::: DATA FOR PROCESSING
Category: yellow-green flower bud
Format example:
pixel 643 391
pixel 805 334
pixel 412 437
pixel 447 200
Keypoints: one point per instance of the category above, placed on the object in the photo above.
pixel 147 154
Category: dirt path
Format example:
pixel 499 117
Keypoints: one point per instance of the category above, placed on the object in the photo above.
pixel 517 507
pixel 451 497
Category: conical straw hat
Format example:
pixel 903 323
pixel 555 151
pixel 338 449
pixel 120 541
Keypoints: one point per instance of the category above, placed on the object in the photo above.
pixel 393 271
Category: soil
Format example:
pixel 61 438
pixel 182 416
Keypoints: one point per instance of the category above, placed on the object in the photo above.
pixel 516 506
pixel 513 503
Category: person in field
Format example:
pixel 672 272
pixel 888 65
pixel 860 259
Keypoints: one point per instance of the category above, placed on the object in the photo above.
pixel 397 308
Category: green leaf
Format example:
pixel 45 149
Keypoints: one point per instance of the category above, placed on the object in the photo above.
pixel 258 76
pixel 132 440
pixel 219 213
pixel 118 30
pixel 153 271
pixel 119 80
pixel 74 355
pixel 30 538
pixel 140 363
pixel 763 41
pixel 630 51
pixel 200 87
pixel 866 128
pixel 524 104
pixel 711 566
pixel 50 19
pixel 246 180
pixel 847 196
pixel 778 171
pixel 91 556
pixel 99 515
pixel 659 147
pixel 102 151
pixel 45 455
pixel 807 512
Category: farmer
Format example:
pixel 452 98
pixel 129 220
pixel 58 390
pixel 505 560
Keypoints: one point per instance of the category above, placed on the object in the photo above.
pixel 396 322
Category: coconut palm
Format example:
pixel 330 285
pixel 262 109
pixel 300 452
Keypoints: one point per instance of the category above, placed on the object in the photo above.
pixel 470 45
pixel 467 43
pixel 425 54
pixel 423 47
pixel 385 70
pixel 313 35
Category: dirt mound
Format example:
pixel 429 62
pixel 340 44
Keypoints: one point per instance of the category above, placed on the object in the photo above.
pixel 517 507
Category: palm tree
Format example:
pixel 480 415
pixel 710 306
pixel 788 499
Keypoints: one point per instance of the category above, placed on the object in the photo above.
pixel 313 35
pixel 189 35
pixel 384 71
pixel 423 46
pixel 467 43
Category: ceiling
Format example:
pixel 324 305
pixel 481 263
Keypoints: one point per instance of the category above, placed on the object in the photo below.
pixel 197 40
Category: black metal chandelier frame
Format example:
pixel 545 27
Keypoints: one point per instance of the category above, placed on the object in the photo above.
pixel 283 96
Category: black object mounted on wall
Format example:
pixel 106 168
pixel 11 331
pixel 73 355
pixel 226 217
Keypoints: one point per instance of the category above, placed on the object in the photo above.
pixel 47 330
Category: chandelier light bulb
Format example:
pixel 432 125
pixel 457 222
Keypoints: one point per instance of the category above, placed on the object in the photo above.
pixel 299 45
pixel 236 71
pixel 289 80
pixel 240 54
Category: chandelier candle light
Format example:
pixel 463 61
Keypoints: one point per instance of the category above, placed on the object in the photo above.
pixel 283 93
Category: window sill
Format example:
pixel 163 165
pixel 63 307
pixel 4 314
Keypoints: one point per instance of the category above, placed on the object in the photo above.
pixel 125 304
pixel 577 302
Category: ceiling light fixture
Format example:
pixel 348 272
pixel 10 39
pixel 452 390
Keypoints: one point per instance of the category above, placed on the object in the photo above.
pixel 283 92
::::::
→ **GIVEN INSTRUCTION**: Please reproduce the listing above again, word for word and line for line.

→ **RESPONSE**:
Category: yellow-green flower bud
Format example:
pixel 643 391
pixel 805 334
pixel 412 437
pixel 447 200
Keypoints: one point per instance of the category above, placed on the object in the photo above.
pixel 147 154
Category: dirt path
Format example:
pixel 499 117
Keypoints: one point per instance of the category above, placed on the object in the photo above.
pixel 517 507
pixel 451 497
Category: conical straw hat
Format example:
pixel 903 323
pixel 555 151
pixel 338 449
pixel 120 541
Keypoints: one point per instance of the category above, placed on the object in the photo above.
pixel 393 271
Category: soil
Format example:
pixel 61 438
pixel 182 416
Keypoints: one point per instance of the category above, placed on the object in the photo above.
pixel 516 506
pixel 513 503
Category: person in field
Format example:
pixel 672 272
pixel 888 65
pixel 860 259
Keypoints: one point per instance of the category above, placed on the object in the photo above.
pixel 397 308
Category: green leaf
Format example:
pixel 45 149
Keypoints: one point per instance of the category above, placed on the object in the photo above.
pixel 258 76
pixel 132 440
pixel 219 213
pixel 118 30
pixel 153 271
pixel 119 80
pixel 74 355
pixel 30 538
pixel 140 363
pixel 763 41
pixel 630 51
pixel 200 87
pixel 866 128
pixel 524 104
pixel 711 566
pixel 50 19
pixel 246 180
pixel 847 196
pixel 778 171
pixel 91 556
pixel 99 515
pixel 659 147
pixel 102 151
pixel 45 455
pixel 807 512
Category: farmer
Format example:
pixel 452 98
pixel 129 220
pixel 58 390
pixel 505 560
Keypoints: one point per instance of the category above, placed on the object in the photo above.
pixel 396 322
Category: coconut palm
Format example:
pixel 330 285
pixel 262 109
pixel 300 452
Keypoints: one point per instance of the category above, placed on the object in the photo above.
pixel 470 45
pixel 467 43
pixel 425 54
pixel 423 47
pixel 385 70
pixel 313 35
Category: dirt mound
Format example:
pixel 429 62
pixel 340 44
Keypoints: one point per instance of the category above, placed on the object in the photo above.
pixel 517 507
Category: palm tree
Format example:
pixel 480 415
pixel 710 306
pixel 788 499
Keypoints: one point per instance of the category above, placed on the object in the photo above.
pixel 313 35
pixel 189 35
pixel 384 71
pixel 423 46
pixel 467 43
Category: ceiling
Format example:
pixel 324 305
pixel 481 263
Keypoints: one point per instance of the category above, placed on the object in the photo below.
pixel 197 40
Category: black metal chandelier frame
Format example:
pixel 545 27
Keypoints: one point per instance of the category above, placed on the object in the photo above.
pixel 283 96
Category: black object mounted on wall
Format example:
pixel 106 168
pixel 11 331
pixel 73 355
pixel 226 217
Keypoints: one point per instance of the category above, placed on the object in the photo above.
pixel 47 330
Category: chandelier light bulb
Format example:
pixel 432 125
pixel 457 222
Keypoints: one point per instance of the category above, placed on the object in the photo above.
pixel 299 45
pixel 236 71
pixel 289 80
pixel 240 54
Category: chandelier candle light
Format example:
pixel 463 61
Keypoints: one point per instance of the category above, placed on the object in the photo above.
pixel 283 93
Category: window sill
Format example:
pixel 163 165
pixel 63 307
pixel 4 314
Keypoints: one point per instance of the category above, placed on the object in the photo above.
pixel 125 304
pixel 577 302
Category: ceiling light fixture
Format example:
pixel 348 272
pixel 10 39
pixel 452 390
Keypoints: one point per instance of the category above, placed on the object in the photo above.
pixel 283 92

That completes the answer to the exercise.